- **En qué consiste**
Actualiza un fragmento del texto, desde las palabras "Porque siempre repetía" hasta "aprender, sólo desterrar.", inclusive. En él, sustituye "mazazo" por "golpe".

- **Texto dado**

Porque siempre repetía lo mismo no me extrañó su candidatura por Izquierda Unida para la presidencia de la Comunidad de Madrid en 2015, pero sufrió la misma suerte que su PCE, al que tantos querían pero ninguno votó. No sé si fue ese su mayor mazazo, pero si bien es cierto que me fui despegando de su poesía –de forma natural–, desde antes ya oía cómo a él y a unos cuantos, más o menos de su quinta, les llamaban "carcas" y pasaban a estar vistísimos y pasadísimos. Hoy se traduciría a pollavieja, que es así como una palabra arrugada y que responde, entre otras cosas, a lo que parece antiguo y de lo que, además, no hay nada que aprender, sólo desterrar.

- **Información proporcionada**
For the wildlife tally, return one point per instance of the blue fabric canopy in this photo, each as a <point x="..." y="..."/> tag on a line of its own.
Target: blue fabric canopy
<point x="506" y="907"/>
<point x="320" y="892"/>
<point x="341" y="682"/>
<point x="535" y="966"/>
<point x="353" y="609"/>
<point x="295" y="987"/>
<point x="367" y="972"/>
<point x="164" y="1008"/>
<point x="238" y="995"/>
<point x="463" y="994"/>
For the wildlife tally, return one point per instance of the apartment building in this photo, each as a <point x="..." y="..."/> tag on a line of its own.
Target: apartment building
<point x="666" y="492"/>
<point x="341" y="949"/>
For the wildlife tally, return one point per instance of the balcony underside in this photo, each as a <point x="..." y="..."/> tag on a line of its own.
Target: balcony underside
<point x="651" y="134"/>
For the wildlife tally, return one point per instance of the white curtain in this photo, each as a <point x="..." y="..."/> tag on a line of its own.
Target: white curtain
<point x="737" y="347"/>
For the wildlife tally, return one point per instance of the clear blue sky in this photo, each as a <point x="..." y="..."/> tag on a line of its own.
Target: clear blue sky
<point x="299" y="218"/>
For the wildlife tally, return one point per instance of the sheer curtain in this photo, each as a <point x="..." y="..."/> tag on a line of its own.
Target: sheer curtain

- **Resultado del ejercicio**
Porque siempre repetía lo mismo no me extrañó su candidatura por Izquierda Unida para la presidencia de la Comunidad de Madrid en 2015, pero sufrió la misma suerte que su PCE, al que tantos querían pero ninguno votó. No sé si fue ese su mayor golpe, pero si bien es cierto que me fui despegando de su poesía –de forma natural–, desde antes ya oía cómo a él y a unos cuantos, más o menos de su quinta, les llamaban "carcas" y pasaban a estar vistísimos y pasadísimos. Hoy se traduciría a pollavieja, que es así como una palabra arrugada y que responde, entre otras cosas, a lo que parece antiguo y de lo que, además, no hay nada que aprender, sólo desterrar.